■ What you will do:
Line by line, copy out the data below exactly.

■ Supplied entries:

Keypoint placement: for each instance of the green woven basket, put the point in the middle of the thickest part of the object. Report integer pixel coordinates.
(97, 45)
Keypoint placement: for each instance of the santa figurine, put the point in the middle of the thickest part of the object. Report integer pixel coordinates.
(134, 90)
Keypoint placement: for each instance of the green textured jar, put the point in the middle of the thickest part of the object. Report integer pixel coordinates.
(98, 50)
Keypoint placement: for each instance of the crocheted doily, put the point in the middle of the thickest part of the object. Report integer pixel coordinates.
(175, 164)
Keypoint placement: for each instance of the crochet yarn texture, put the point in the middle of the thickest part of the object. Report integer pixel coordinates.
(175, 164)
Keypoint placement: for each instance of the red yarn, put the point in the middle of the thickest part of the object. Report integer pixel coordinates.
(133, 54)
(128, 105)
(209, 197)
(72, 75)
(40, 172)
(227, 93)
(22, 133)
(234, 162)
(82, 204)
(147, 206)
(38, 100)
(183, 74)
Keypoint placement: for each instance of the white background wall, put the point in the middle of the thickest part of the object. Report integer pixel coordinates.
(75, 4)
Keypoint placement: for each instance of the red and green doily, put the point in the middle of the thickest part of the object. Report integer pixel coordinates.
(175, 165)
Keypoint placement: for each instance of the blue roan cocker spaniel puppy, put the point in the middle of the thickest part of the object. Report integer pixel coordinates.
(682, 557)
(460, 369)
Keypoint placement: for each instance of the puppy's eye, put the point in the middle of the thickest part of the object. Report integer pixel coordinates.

■ Result of the task:
Keypoint placement: for each instance of the green woven basket, put the point in the middle of the thickest part of the object. Report integer pixel coordinates.
(97, 45)
Keypoint placement: for each instance of the santa figurine, put the point in the middle of the thickest part of the object. Report integer pixel coordinates.
(134, 90)
Keypoint placement: for each instance of the green textured jar, put the point in the middle of the thickest part of the object. Report integer pixel coordinates.
(98, 50)
Keypoint placement: for each instance of the crocheted doily, put the point in the middle of the thickest part of the object. Report integer pixel coordinates.
(175, 164)
Keypoint placement: for each instance of the crochet yarn texture, put the point in the middle of the thickest part of the object. Report integer pixel coordinates.
(175, 164)
Keypoint placement: for each instance of the red yarn, put the point in the middle of the thickest part of the object. Report integer pixel coordinates.
(133, 54)
(128, 105)
(209, 197)
(72, 75)
(40, 172)
(227, 93)
(22, 133)
(234, 162)
(82, 204)
(147, 206)
(38, 100)
(183, 74)
Keypoint placement: for each instance of the white background wall, put the point in the middle of the thickest part of the object. Report integer pixel coordinates.
(75, 4)
Keypoint placement: for each instance of the red and green doily, put the point in the middle of the thickest part of the object. Report integer pixel coordinates.
(175, 165)
Keypoint placement: for each instance of the blue roan cocker spaniel puppy, put the point in the middle of the thickest part of the object. Report integer pixel coordinates.
(682, 557)
(460, 369)
Keypoint placement: for each instance of the puppy's eye, put the point in the middle of the thickest part of the object. Report integer pixel coordinates.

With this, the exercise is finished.